---- EXCERPTED DATA

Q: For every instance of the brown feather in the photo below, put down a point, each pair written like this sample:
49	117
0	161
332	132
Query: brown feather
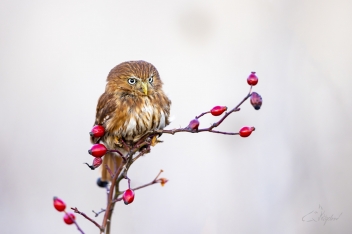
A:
126	111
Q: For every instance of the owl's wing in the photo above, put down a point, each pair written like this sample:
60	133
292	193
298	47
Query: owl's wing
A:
105	109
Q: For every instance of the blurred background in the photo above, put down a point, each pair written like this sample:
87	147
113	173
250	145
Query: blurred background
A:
55	57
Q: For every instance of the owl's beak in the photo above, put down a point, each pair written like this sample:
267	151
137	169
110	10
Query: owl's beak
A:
145	88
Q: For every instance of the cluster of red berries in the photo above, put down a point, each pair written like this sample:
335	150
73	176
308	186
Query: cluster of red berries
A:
69	218
256	101
98	151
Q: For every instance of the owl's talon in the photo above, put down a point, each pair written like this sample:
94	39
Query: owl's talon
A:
154	141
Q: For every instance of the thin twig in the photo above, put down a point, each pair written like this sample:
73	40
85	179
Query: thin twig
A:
197	117
98	213
155	181
85	216
109	170
214	125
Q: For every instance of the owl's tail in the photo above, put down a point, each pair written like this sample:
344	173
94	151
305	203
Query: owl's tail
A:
113	161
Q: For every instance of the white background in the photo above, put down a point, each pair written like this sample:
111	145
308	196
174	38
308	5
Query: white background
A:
55	56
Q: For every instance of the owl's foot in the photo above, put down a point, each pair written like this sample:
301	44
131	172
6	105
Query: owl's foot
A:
117	141
155	141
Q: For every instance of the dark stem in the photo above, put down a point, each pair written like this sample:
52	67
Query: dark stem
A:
73	220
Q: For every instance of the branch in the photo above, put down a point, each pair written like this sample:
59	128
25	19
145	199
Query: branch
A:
155	181
214	125
85	216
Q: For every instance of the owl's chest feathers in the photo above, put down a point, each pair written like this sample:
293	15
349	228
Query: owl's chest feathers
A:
136	117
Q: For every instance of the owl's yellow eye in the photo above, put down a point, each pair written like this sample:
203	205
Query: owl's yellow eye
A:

--------

** JOB **
Rewrite all of the records with every occurrence of "put down a point" changed to "place a point" and everything else unchanged, omitting the pictures.

** COMPLETE ANSWER **
Q: For every instance of the brown feather in the photo below, place a point, each pair written like this sample:
49	117
0	161
332	132
Query: brown feather
A:
126	111
Q: For every instance of the owl's wing in the photo above, place a point, each pair written like this sample:
60	133
292	193
298	47
Query: owl's wing
A:
105	109
Q: For every instance of the blurred background in the photo above, place a point, each pair written like this sample:
87	147
113	173
250	145
Query: blurred background
A:
55	57
Q: For every instance of the owl's beak in the photo above, place a point, each pair written like this sample:
267	151
137	169
110	10
Query: owl's beak
A:
145	88
Q: For every instance of the cluster of red berries in the photo above, place a point, each pair written like this sample:
335	150
73	176
308	186
Query: cluster of red berries
A:
69	218
256	101
98	151
Q: For every instance of the owl's talon in the photo above, place a point, each pair written like this sample:
94	39
Query: owl's talon
A:
154	141
Q: For every instance of the thin twig in the photo above, place a point, each pair written like this sample:
73	40
85	179
Query: thin twig
A:
197	117
98	213
155	181
85	216
109	170
214	125
Q: For every instance of the owl's tail in the photo above, place a point, each pair written like this sample:
344	173
94	151
305	203
Query: owl's tail
A:
113	161
Q: For every instance of the white background in the photo above, place a point, each pair written like this sample:
111	145
308	196
174	38
308	5
Query: white background
A:
55	56
Q: For every instance of the owl's foot in the photo above, place a point, each pair written like this sample:
301	44
131	172
6	105
Query: owl's foot
A:
117	141
155	141
Q: For every instance of the dark stem in the photo above, place a point, each pair written like this sample:
52	67
Query: dark stem
A:
73	220
Q: For every instance of the branch in the photo above, place a point, each pair written like this sample:
59	128
25	19
145	199
Query: branch
A:
155	181
214	125
85	216
Q: For every instance of the owl's chest feathers in the photo above, place a point, each pair written like this sample:
293	15
349	228
Query: owl's chest feathers
A:
136	117
Q: For every instance of the owl's yellow eye in the photo above, place a point, each pair written like this sample:
203	205
Query: owl's yellow eye
A:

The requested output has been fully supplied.